• SELECTED EXCERPT
Here is an example that copies standard input to standard output:
(let* ((in (current-input-port))
       (out (current-output-port))
       (blen ::int 2048)
       (buf (make-bytevector blen)))
  (let loop ()
    (define n (read-bytevector! buf in))
    (cond ((not (eof-object? n))
           (write-bytevector buf out 0 n)
           (loop)))))

Procedure: with-input-from-file path thunk

Procedure: with-output-to-file path thunk

The file is opened for input or output as if by open-input-file or open-output-file, and the new port is made to be the value returned by current-input-port or current-output-port (as used by (read), (write obj), and so forth). The thunk is then called with no arguments. When the thunk returns, the port is closed and the previous default is restored. It is an error if thunk does not accept zero arguments. Both procedures return the values yielded by thunk. If an escape procedure is used to escape from the continuation of these procedures, they behave exactly as if the current input or output port had been bound dynamically with parameterize.

Procedure: open-input-file path

Procedure: open-binary-input-file path

Takes a path naming an existing file and returns a textual input port or binary input port that is capable of delivering data from the file.

The procedure open-input-file checks the fluid variable port-char-encoding to determine how bytes are decoded into characters. The procedure open-binary-input-file is equivalent to calling open-input-file with port-char-encoding set to #f.

Procedure: open-output-file path

Procedure: open-binary-output-file path

Takes a path naming an output file to be created and returns respectively a textual output port or binary output port that is capable of writing data to a new file by that name. If a file with the given name already exists, the effect is unspecified.

The procedure open-output-file checks the fluid variable port-char-encoding to determine how characters are encoded as bytes. The procedure open-binary-output-file is equivalent to calling open-output-file with port-char-encoding set to #f.

Procedure: close-port port

Procedure: close-input-port port

Procedure: close-output-port port

Closes the resource associated with port, rendering the port incapable of delivering or accepting data. It is an error to apply the last two procedures to a port which is not an input or output port, respectively. (Specifically, close-input-port requires a java.io.Reader, while close-output-port requires a java.io.Writer. In contrast close-port accepts any object whose class implements java.io.Closeable.)

These routines have no effect if the port has already been closed.

String and bytevector ports

Procedure: open-input-string string

Takes a string and returns a text input port that delivers characters from the string. The port can be closed by close-input-port, though its storage will be reclaimed by the garbage collector if it becomes inaccessible.
(define p
  (open-input-string "(a . (b c . ())) 34"))

(input-port? p)                 ⇒  #t
(read p)                        ⇒  (a b c)
(read p)                        ⇒  34
(eof-object? (peek-char p))     ⇒  #t

Procedure: open-output-string

Returns an textual output port that will accumulate characters for retrieval by get-output-string. The port can be closed by the procedure close-output-port, though its storage will be reclaimed by the garbage collector if it becomes inaccessible.
(let ((q (open-output-string))
  (x '(a b c)))
    (write (car x) q)
    (write (cdr x) q)
    (get-output-string q))        ⇒  "a(b c)"

• PROVIDED MATERIAL

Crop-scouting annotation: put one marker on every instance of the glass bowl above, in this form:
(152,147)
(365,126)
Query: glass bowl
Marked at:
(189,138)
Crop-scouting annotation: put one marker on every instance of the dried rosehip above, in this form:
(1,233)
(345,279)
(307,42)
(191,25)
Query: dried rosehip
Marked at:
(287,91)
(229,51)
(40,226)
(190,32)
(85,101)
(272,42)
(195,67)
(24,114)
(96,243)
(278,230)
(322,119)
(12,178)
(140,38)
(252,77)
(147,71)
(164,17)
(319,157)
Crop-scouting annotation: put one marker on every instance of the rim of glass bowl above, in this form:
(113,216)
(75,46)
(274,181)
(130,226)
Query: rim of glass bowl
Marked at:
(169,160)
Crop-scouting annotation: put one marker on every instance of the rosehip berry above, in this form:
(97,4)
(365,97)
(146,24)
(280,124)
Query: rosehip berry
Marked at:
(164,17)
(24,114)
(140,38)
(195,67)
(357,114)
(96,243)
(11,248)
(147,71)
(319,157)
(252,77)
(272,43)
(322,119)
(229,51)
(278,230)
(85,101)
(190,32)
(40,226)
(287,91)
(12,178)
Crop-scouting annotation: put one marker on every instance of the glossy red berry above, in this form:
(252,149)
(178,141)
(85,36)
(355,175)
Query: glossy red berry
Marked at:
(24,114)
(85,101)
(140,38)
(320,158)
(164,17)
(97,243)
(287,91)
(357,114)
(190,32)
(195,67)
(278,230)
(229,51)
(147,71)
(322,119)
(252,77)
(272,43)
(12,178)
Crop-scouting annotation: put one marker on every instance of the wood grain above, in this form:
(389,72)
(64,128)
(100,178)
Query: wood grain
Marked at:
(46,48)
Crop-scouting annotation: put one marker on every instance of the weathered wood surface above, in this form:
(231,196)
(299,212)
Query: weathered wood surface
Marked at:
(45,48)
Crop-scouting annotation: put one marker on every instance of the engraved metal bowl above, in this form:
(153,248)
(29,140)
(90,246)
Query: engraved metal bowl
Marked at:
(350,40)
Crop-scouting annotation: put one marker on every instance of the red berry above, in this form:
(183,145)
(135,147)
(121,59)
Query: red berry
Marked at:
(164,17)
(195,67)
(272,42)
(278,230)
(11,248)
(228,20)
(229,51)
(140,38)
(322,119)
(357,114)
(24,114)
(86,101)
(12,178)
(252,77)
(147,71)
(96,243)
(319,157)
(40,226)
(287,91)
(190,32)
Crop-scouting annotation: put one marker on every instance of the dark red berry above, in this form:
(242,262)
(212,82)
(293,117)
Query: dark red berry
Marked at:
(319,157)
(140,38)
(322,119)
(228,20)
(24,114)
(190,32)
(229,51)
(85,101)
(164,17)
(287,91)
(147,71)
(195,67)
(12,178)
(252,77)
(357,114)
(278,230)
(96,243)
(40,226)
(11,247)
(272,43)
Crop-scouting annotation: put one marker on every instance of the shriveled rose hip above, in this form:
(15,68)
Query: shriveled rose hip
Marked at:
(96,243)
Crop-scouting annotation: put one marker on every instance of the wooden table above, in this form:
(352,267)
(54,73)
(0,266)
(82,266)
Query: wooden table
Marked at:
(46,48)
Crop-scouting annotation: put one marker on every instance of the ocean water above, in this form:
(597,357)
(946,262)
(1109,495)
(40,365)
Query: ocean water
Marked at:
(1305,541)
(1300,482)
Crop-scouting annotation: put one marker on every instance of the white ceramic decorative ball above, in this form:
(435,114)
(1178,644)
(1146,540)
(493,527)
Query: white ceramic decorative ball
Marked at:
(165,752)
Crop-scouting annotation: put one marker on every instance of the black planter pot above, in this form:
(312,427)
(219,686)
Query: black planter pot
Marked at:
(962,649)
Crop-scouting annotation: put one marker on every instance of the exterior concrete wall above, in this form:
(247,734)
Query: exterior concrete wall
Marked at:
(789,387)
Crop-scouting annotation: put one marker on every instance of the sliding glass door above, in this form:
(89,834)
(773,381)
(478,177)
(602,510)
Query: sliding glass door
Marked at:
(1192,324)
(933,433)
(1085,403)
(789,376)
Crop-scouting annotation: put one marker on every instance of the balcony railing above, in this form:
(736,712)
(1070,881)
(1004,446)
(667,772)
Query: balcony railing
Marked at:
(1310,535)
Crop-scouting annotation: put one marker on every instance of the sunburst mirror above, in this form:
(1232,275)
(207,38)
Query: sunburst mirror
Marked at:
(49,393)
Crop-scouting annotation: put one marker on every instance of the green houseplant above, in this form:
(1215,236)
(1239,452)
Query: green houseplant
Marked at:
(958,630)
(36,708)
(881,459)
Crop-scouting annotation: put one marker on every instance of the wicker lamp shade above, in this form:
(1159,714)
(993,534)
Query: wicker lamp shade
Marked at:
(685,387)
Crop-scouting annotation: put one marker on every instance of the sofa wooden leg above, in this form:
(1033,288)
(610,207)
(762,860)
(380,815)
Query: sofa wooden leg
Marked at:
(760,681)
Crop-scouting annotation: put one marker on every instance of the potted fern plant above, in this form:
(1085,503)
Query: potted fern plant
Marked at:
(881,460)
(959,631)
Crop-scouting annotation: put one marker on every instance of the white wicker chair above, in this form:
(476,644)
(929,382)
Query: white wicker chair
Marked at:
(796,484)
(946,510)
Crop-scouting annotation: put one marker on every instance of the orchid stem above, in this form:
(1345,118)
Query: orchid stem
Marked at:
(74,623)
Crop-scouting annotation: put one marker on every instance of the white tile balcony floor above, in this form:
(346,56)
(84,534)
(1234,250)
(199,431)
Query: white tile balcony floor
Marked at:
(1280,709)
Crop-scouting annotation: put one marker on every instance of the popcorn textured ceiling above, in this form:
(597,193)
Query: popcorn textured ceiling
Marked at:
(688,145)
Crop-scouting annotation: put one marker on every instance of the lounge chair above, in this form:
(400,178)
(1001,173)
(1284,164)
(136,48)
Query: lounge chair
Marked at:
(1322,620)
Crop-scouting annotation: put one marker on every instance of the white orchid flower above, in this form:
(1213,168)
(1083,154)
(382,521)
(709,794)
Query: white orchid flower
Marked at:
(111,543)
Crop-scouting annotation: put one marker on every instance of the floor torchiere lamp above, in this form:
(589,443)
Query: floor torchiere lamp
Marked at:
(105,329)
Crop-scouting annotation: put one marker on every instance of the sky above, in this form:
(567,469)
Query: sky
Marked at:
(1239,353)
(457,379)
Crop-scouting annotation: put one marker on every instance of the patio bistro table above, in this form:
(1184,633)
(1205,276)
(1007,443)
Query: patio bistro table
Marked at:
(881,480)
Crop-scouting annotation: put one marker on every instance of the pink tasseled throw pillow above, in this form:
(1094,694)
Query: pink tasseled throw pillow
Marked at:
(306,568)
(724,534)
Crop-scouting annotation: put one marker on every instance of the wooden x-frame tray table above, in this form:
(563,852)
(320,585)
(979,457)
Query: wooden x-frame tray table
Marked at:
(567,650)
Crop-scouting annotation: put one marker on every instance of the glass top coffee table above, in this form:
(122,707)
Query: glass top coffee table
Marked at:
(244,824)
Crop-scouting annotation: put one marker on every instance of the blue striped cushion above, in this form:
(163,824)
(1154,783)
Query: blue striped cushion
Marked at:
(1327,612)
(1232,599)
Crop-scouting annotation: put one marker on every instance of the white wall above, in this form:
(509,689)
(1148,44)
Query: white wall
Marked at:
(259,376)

• AIM
From the documentation on ports above, extract the passage from "Closes the resource" to "already been closed.", reproducing it word for word.

• SOLUTION TO THIS PROBLEM
Closes the resource associated with port, rendering the port incapable of delivering or accepting data. It is an error to apply the last two procedures to a port which is not an input or output port, respectively. (Specifically, close-input-port requires a java.io.Reader, while close-output-port requires a java.io.Writer. In contrast close-port accepts any object whose class implements java.io.Closeable.)

These routines have no effect if the port has already been closed.